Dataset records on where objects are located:
++++++++++

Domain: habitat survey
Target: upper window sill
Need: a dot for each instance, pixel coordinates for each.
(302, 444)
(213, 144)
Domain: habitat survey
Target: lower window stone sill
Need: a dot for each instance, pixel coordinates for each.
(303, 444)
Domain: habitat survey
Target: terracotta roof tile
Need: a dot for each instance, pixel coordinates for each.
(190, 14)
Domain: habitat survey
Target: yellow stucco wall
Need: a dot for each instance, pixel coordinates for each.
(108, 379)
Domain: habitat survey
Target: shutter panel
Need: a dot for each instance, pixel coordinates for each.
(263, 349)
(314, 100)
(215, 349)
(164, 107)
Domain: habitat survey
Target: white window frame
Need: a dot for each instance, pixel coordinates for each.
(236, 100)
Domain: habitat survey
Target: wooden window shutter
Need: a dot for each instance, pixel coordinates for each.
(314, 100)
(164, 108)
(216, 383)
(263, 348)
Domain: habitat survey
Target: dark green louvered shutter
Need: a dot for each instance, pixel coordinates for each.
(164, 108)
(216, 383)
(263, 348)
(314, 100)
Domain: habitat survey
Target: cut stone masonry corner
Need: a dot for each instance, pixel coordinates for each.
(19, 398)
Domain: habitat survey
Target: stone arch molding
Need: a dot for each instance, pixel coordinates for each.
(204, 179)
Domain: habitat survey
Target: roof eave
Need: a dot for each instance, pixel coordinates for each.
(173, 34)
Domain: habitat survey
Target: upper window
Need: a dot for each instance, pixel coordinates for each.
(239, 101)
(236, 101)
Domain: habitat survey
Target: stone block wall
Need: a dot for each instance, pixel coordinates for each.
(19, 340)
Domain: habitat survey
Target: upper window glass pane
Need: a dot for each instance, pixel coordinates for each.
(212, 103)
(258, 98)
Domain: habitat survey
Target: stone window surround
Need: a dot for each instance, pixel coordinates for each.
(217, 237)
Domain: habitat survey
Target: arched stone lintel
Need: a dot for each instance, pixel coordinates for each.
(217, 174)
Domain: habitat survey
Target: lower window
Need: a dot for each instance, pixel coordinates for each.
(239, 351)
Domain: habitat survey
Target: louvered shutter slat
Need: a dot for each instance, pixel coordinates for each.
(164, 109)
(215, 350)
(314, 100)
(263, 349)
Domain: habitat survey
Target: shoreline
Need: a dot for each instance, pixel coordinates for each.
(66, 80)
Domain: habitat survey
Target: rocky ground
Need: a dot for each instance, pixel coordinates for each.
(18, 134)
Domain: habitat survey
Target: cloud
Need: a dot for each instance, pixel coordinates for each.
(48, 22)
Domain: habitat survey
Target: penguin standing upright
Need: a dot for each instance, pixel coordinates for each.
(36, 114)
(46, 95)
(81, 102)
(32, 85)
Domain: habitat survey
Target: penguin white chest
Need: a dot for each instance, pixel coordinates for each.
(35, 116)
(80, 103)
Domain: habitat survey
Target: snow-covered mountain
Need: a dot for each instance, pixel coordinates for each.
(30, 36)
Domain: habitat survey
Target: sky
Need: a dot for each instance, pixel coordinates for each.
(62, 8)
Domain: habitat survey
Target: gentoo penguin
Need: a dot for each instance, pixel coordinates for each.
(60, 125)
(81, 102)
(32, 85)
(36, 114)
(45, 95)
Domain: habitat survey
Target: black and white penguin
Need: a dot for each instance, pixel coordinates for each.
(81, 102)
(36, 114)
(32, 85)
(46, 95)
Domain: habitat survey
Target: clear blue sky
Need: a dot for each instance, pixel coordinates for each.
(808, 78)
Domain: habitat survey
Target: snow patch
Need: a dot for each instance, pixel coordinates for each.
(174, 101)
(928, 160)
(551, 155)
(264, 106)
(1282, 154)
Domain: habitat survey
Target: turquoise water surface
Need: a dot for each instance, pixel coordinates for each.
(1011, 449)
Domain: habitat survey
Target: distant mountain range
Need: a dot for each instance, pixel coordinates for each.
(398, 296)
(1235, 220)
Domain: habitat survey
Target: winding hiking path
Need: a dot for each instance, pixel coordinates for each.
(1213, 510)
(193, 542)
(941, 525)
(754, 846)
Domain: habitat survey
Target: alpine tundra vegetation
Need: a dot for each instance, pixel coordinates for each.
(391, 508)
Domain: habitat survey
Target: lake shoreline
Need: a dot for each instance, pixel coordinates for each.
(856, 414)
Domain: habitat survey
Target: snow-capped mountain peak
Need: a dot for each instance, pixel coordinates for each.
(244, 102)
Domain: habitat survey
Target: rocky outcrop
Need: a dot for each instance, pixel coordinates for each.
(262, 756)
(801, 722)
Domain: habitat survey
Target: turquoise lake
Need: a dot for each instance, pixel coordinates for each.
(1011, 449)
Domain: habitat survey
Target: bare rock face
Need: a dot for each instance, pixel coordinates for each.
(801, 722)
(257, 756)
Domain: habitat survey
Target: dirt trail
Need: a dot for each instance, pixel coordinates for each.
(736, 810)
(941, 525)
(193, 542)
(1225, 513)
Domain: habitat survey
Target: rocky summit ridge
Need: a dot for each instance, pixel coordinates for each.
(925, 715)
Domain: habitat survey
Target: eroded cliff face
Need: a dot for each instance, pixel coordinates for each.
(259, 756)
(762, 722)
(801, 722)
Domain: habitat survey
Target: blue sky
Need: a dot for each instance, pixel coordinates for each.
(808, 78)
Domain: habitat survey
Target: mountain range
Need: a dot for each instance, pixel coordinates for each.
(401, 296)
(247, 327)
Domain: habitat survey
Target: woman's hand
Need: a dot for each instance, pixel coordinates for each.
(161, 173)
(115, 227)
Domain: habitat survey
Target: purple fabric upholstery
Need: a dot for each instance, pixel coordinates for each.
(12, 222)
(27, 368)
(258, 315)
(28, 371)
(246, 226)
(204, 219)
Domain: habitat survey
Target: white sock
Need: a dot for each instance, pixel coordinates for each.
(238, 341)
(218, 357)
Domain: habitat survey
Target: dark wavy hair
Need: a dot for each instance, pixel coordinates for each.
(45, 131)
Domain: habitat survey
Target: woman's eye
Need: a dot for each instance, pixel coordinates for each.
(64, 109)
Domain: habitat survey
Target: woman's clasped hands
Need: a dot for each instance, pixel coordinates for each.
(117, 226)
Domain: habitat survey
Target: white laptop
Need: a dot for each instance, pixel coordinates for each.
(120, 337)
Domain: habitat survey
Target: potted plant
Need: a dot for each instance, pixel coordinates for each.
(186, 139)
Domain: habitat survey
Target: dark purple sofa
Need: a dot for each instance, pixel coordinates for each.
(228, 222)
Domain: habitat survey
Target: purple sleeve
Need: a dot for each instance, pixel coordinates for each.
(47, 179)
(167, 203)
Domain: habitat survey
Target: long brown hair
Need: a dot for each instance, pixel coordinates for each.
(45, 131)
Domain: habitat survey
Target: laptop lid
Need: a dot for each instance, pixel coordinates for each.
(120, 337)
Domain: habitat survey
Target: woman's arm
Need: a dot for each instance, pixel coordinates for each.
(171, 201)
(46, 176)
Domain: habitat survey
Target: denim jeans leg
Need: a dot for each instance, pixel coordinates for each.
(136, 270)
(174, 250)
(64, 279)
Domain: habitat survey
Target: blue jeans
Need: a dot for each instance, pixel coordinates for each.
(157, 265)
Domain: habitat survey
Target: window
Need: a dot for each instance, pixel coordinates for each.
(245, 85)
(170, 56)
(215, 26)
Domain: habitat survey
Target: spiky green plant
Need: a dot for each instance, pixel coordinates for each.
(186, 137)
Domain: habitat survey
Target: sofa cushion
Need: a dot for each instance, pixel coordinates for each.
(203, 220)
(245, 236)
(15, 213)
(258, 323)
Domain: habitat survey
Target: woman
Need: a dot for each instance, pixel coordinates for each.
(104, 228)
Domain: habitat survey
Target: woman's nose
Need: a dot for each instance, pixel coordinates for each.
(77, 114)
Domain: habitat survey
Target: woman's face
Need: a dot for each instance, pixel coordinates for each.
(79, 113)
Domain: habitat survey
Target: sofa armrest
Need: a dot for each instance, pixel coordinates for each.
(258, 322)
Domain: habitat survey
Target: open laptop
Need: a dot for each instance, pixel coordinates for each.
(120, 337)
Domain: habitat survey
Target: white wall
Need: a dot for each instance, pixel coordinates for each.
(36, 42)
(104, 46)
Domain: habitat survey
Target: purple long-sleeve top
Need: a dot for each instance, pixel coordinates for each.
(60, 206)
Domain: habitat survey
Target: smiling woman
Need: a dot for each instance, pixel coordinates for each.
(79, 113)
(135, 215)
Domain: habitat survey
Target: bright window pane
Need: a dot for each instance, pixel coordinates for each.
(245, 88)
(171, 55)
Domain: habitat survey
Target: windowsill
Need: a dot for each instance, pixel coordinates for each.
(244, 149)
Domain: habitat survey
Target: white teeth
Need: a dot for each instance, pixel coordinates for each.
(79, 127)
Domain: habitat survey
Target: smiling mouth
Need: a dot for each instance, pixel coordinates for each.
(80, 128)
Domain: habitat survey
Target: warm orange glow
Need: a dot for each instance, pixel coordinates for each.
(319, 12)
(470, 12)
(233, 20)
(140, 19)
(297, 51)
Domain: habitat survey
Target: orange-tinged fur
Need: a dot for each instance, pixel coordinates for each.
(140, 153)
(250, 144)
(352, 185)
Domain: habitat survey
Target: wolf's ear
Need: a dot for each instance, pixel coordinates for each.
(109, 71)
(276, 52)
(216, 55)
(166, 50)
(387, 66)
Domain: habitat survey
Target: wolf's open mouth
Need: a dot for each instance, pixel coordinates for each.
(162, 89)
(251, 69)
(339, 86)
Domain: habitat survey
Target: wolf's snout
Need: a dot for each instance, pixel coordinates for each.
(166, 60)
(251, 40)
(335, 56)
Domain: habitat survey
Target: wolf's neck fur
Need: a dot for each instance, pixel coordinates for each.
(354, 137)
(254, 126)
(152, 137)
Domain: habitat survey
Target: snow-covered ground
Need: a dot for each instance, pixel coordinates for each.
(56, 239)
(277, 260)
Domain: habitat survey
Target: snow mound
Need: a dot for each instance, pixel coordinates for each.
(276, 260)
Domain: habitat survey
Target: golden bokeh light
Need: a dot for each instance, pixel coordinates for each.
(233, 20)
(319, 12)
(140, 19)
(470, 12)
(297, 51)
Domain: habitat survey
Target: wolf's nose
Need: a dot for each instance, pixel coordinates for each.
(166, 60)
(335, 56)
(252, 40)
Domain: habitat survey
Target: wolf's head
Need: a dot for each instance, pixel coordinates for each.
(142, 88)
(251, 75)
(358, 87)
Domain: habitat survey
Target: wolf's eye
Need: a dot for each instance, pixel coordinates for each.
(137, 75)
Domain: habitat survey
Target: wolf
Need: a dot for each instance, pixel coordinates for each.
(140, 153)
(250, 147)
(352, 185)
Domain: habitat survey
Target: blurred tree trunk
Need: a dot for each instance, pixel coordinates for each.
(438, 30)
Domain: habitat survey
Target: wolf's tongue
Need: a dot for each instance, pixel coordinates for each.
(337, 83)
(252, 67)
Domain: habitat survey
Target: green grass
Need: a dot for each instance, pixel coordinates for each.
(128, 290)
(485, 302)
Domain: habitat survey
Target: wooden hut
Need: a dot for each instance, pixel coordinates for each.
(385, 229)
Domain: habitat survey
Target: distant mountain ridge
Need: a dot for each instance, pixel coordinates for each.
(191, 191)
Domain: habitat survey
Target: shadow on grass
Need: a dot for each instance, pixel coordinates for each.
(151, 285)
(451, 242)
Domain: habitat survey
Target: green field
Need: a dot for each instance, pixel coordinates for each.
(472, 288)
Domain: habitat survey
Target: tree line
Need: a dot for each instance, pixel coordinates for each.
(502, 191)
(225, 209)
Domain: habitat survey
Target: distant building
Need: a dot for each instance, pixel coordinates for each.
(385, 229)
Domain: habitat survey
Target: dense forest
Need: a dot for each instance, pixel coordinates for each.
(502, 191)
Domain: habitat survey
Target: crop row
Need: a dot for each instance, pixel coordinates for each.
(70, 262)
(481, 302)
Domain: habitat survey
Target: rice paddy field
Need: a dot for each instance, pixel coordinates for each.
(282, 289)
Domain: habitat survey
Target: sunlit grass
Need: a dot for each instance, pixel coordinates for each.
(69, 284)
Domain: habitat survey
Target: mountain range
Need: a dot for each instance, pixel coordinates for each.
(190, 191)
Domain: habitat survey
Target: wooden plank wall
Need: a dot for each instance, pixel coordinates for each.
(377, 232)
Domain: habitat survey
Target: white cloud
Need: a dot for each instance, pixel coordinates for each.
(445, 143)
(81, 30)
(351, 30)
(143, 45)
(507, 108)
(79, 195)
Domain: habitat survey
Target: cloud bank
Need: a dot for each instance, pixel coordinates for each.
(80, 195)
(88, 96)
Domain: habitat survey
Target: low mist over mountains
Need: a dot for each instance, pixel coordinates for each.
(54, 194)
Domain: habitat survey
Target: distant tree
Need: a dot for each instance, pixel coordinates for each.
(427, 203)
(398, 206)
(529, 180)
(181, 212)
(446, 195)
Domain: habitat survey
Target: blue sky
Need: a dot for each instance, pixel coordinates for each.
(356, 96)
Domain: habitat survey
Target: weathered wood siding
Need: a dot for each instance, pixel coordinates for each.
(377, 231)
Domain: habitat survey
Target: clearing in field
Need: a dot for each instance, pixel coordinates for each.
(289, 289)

++++++++++

Task objective:
Work out how many lines of the items above contain the string "stone". Give only the number.

Response:
6